Short exercise A
Translate this sentence from the post about the doormen's contract into Spanish: "Mike Fishman, the president of Local 32BJ, said the final details of the contract were worked out in the last half hour of the talks."

Document
• • • • •
22 April 2010

It is good to be the prince, or work for one

Patrick McGeehan has the story in The New York Times:
The owners of more than 3,200 apartment buildings in New York City reached an agreement on a new labor contract with the union that represents about 30,000 doormen, porters, janitors, and building superintendents, averting a strike. The talks went right up to the midnight strike deadline, as they often have in the past, with the union resisting the owners’ demands for cuts in health care and other benefits. In the end, the owners agreed to a new four-year contract that includes a total pay increase of nearly ten percent and no significant cuts in benefits for the workers, an official with the union, Local 32BJ of the Service Employees International Union, said. In exchange, the union agreed to try to help the owners find ways to reduce the cost of providing the workers’ health benefits by $70 million annually starting in 2012.
The agreement headed off what would have been the first strike by the doormen since a walkout in 1991 that lasted twelve days and left garbage piling up in front of some buildings where doormen were picketing. If the doormen and other service workers had gone on strike, residents of the affected buildings would have had to perform their own chores, like sorting mail, screening visitors, hauling garbage out to the curb, and operating elevators.
After the agreement was reached, both sides said they had reasons to be satisfied, and loud cheers were heard through the doors of the meeting rooms in the Sheraton New York Hotel & Towers, where the negotiations were held. Mike Fishman, the president of Local 32BJ, said the final details of the contract were worked out in the last half hour of the talks. “We fought hard and won wage increases in a very tough economy, and maintained fully employer-paid family health care for thousands of hard-working people in one of the most expensive cities in the world,” Mr. Fishman said.
• • • • •
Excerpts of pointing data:

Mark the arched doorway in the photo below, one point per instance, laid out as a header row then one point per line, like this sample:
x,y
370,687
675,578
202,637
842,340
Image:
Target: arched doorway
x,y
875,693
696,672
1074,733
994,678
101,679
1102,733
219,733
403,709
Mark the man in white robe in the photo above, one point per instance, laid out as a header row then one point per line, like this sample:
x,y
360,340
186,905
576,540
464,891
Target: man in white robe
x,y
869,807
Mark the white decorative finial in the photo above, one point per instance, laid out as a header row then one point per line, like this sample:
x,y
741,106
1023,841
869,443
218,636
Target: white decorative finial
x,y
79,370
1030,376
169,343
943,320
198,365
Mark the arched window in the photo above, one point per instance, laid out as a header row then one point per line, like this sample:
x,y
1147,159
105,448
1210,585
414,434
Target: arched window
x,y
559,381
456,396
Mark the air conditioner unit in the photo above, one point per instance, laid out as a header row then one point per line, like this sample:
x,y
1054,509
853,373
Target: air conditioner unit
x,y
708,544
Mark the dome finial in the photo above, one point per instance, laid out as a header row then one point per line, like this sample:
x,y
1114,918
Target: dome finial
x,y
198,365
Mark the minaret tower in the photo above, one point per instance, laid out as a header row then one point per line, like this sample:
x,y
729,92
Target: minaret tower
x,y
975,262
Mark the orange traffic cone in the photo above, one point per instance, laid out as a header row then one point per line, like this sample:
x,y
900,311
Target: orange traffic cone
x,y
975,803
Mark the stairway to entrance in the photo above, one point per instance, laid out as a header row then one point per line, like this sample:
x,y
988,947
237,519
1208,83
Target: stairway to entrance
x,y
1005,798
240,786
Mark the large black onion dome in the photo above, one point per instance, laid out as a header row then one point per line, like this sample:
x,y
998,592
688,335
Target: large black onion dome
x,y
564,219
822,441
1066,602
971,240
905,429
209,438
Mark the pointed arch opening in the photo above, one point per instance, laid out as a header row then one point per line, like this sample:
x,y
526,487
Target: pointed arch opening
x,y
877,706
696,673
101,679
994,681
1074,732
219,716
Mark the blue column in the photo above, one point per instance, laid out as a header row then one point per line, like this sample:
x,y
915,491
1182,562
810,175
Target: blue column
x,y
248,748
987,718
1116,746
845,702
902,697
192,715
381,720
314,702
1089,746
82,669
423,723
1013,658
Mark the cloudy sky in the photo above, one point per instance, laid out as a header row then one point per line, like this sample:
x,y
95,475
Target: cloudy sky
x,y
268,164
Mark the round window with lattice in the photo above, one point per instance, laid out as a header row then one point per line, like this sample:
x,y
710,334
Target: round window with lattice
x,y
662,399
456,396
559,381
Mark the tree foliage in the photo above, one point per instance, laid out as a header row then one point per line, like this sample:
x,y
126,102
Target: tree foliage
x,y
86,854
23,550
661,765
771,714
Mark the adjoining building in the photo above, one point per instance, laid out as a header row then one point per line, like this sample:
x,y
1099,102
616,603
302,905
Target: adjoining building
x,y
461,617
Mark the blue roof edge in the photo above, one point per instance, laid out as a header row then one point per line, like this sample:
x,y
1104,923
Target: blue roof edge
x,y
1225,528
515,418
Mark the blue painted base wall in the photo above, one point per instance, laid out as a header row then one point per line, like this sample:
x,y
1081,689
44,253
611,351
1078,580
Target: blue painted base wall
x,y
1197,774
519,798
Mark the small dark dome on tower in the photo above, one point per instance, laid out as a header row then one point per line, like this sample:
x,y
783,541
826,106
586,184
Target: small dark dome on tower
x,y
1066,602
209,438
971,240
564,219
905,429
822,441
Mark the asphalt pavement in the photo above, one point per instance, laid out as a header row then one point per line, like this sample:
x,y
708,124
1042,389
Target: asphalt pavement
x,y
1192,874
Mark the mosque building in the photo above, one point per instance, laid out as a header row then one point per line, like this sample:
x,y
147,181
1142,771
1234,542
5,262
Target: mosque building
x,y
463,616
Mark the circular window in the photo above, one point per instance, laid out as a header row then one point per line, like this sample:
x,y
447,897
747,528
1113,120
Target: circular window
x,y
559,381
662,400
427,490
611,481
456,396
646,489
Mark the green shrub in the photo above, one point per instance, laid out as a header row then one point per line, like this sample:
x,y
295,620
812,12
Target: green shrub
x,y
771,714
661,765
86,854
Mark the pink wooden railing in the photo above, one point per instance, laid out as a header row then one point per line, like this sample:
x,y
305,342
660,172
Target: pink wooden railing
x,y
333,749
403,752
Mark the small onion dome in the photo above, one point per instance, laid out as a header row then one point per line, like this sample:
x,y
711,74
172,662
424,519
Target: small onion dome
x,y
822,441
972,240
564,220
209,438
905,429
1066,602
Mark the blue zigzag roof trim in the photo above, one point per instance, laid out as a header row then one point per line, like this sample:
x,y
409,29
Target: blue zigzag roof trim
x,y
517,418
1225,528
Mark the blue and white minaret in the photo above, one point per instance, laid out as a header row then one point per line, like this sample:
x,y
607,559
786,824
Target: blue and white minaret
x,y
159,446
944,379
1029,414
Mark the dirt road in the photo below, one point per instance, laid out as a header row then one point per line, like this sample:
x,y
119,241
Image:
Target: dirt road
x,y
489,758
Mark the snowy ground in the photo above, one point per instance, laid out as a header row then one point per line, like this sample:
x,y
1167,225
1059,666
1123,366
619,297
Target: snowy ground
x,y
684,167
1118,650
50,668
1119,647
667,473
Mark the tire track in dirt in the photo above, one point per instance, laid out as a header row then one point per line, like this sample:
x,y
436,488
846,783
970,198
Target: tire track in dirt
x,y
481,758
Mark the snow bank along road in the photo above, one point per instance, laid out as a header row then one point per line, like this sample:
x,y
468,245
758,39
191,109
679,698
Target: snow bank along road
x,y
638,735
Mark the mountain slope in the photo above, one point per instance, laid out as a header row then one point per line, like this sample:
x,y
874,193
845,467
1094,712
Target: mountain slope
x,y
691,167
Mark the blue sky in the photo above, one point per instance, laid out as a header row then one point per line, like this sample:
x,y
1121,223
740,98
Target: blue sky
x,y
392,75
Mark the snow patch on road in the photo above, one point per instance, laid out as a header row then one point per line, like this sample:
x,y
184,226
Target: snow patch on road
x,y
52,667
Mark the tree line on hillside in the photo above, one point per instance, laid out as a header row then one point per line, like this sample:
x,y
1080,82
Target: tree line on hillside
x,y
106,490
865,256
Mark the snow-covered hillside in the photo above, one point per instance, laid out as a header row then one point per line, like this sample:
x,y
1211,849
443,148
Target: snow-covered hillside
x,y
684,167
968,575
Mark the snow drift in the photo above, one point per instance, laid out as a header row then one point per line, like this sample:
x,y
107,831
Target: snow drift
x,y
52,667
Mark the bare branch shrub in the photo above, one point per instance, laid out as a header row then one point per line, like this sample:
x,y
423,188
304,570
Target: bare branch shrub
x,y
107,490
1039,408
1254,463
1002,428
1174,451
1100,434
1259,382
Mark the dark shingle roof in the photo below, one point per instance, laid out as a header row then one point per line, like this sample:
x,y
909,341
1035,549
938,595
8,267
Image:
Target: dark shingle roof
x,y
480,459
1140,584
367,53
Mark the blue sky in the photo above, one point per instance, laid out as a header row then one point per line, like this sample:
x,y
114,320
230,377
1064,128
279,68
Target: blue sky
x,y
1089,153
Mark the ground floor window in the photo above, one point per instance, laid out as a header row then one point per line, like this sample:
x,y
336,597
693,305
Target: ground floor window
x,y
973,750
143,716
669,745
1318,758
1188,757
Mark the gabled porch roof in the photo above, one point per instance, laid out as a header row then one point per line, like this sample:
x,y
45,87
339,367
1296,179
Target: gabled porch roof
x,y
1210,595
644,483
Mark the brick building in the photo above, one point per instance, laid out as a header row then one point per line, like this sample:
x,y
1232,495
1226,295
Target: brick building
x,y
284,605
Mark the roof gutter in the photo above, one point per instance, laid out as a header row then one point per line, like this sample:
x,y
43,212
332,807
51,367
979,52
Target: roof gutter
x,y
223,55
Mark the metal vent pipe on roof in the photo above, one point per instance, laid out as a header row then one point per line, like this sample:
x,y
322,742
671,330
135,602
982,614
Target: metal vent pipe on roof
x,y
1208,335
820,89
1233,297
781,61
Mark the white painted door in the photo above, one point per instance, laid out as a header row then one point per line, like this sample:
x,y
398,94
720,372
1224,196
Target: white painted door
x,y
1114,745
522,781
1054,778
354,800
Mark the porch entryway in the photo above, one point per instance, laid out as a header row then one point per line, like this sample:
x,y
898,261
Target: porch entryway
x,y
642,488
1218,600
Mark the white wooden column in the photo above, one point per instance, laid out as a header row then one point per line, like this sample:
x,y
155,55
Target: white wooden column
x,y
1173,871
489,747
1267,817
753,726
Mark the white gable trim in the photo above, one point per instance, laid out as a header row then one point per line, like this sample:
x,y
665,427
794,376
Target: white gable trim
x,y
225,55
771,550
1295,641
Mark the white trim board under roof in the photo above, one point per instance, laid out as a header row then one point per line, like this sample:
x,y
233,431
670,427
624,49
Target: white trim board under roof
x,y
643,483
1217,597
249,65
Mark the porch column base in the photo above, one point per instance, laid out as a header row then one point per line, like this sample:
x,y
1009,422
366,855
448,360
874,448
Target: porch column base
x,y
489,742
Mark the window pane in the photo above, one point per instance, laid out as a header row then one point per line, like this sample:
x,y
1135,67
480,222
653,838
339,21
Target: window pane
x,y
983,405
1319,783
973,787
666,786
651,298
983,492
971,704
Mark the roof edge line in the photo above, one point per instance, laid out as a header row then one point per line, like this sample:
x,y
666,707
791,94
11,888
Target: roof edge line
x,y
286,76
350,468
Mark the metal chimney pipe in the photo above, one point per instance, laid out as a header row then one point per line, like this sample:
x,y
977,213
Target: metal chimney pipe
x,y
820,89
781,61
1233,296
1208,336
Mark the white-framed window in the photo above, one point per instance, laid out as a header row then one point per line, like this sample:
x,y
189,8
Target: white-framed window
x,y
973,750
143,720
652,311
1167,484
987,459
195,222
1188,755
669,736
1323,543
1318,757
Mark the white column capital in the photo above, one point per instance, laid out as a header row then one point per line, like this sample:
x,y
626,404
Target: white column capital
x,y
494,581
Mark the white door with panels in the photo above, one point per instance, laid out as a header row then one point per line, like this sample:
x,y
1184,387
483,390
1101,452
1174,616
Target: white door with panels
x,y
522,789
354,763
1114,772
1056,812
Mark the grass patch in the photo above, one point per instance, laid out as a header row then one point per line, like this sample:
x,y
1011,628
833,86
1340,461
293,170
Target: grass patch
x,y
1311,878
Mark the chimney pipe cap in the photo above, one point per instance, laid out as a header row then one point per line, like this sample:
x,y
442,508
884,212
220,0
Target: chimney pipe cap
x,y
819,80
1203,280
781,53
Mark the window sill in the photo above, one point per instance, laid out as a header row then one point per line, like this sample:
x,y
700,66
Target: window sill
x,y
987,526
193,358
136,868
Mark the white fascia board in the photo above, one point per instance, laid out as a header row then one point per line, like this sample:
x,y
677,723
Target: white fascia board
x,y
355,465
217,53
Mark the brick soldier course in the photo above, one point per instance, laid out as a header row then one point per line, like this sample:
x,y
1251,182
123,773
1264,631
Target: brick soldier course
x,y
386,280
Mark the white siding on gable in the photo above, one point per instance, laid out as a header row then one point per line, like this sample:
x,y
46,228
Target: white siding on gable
• • • • •
Short exercise B
Gather every line of the entries that contains the word "brick", matching case exactly, and copy each one.

Correct answer A
Mike Fishman, presidente del Local 32BJ, dijo que los detalles finales del contrato se resolvieron en la última media hora de las negociaciones.

Correct answer B
Mark the brick building in the photo above, one point per instance, laid out as a header row then one point per line, like this sample:
Target: brick building
Mark the brick soldier course in the photo above, one point per instance, laid out as a header row then one point per line, like this sample:
Target: brick soldier course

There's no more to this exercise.